═══ Input records

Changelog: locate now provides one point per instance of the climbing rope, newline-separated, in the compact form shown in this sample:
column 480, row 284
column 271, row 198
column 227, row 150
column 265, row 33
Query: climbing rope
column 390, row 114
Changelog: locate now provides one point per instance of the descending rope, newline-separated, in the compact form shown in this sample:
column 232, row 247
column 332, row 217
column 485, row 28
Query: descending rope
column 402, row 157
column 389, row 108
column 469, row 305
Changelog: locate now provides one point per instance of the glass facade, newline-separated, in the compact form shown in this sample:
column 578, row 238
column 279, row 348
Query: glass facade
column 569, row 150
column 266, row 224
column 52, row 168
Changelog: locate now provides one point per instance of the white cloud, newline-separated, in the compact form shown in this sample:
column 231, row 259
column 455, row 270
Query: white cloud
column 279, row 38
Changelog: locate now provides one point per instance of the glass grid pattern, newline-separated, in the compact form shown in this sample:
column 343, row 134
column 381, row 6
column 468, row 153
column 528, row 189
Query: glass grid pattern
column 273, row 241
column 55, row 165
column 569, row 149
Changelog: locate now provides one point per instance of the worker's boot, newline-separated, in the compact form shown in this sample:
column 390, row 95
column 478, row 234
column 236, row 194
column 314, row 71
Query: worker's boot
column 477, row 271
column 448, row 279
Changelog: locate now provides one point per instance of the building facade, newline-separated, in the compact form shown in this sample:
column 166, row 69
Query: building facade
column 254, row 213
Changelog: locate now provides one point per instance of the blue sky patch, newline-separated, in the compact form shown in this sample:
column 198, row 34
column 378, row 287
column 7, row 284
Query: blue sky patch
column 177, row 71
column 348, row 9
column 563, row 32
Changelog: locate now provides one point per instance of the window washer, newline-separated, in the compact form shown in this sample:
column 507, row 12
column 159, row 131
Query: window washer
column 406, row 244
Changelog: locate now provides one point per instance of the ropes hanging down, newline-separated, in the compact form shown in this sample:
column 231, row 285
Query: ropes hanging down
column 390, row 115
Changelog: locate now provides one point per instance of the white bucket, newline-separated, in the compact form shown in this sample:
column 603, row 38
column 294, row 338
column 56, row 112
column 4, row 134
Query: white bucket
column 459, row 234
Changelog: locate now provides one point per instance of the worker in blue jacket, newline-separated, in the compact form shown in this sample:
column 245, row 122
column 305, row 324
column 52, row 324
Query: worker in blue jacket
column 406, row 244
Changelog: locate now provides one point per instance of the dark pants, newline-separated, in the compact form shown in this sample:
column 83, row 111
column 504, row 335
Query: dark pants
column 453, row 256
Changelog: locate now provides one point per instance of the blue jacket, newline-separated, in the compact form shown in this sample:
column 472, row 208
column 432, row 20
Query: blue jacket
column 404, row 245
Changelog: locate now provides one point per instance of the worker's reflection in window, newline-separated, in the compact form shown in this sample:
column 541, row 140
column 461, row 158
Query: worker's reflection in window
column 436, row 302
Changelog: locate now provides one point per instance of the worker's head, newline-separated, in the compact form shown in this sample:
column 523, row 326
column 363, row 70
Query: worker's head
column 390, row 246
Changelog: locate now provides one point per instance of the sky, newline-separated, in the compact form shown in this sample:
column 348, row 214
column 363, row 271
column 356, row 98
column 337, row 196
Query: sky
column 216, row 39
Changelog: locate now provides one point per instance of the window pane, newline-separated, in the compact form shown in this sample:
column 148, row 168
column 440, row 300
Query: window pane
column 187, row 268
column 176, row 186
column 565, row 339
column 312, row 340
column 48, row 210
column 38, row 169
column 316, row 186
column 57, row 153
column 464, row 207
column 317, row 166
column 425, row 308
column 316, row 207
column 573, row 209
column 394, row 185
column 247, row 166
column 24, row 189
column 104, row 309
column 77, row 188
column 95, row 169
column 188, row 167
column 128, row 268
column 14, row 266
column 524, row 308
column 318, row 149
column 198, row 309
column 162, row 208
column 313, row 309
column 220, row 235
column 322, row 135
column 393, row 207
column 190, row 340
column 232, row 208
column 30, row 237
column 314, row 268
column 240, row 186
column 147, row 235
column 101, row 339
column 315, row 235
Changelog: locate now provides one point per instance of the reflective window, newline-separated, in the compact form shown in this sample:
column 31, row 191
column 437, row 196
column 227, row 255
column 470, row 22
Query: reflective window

══════

Exercise goal | From the records above, print exactly the lines that run from the line with "column 166, row 69" to the line with "column 7, row 284", inclusive.

Final answer |
column 166, row 69
Query: building facade
column 254, row 213
Changelog: locate now provides one point per instance of the blue sky patch, newline-separated, in the compact form shown in this sample:
column 198, row 34
column 378, row 287
column 7, row 284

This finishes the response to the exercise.